What needs to be done =
Below are records; extract exactly the lines from the one containing "Where can you spot the wheel well?" through the last, both included, and keep the pictures out.

---------- Supplied records ----------

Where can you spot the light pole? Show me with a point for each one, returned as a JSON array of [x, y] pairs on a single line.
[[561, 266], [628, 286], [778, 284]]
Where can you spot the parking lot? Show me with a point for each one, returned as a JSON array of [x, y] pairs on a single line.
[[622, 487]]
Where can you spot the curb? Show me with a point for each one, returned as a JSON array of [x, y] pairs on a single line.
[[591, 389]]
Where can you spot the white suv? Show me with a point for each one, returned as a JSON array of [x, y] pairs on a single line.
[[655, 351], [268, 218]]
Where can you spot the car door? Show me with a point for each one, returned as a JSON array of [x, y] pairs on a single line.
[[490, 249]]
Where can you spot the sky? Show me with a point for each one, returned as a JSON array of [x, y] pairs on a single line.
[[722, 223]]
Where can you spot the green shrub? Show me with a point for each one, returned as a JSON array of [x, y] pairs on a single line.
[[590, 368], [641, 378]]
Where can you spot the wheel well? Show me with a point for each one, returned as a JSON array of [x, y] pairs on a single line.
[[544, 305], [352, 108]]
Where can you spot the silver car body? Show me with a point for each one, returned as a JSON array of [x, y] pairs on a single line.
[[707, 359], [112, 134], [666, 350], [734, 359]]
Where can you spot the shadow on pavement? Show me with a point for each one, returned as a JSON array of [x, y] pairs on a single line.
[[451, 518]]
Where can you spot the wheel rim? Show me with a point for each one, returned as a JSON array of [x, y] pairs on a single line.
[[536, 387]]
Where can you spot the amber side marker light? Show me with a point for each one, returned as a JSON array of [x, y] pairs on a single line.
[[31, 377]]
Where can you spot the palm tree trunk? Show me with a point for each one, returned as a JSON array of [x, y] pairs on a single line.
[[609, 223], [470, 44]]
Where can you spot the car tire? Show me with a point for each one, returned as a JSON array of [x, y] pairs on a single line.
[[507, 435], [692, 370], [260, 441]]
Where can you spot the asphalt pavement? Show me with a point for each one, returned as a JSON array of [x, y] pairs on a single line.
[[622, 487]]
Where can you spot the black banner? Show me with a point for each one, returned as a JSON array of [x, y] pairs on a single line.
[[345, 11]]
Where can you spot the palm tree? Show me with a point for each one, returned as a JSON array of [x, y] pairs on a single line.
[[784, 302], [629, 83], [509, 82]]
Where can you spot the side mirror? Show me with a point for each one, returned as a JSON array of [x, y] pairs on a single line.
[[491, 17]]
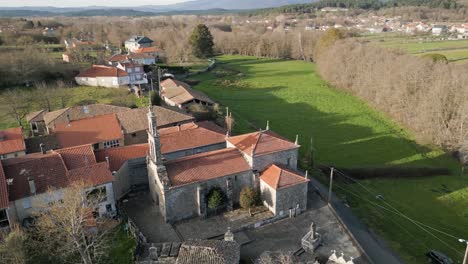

----------

Solution to the problem =
Where can you spot the wheel well? Show me with a point for each one, returned as a JSON array of [x, y] pairs on a single line.
[[544, 305], [352, 108]]
Where can you spot the silver car body? Show me with a point for each one, returned as a JSON array of [x, y] pairs on a single line.
[[707, 359], [112, 134], [666, 350], [734, 359]]
Where can you spot the shadow on pavement? Show me with a point for each one, returned as a JSON array of [x, y] pairs on a single line.
[[451, 518]]
Where can you spot the wheel rim? Show me with a point for each one, returned as a JSON array of [x, y] pairs on a single line.
[[536, 387]]
Where can you spot the amber side marker light? Show me with a point for each one, returned as a JSON array of [x, y] pairs on a single line.
[[31, 377]]
Where can you spot the palm tree trunk? Show me with a point for each one, returned as a JSON array of [x, y] pairs on a single line.
[[609, 223], [470, 44]]
Where can you spot the car tire? Show me with a point for each one, returned as a JSON array of [x, y] pairs on a single line.
[[507, 435], [692, 370], [260, 441]]
Where can you spot the asphalt pavement? Show me with a point for each one, returned as a JSON array of [x, y] pairs on a single line.
[[622, 487]]
Where can you spot the black banner? Show me with a point for each one, returned as a JSON array of [x, y] pairs on a single line.
[[345, 11]]
Where can you spot the palm tree? Show me with a point for each one, returned as a JSON array of [x, y] pairs on a single line.
[[784, 302], [629, 83], [509, 82]]
Where can you spot the side mirror? Show me with a point for each one, returned as a JSON array of [x, y] pairs on a single line.
[[491, 17]]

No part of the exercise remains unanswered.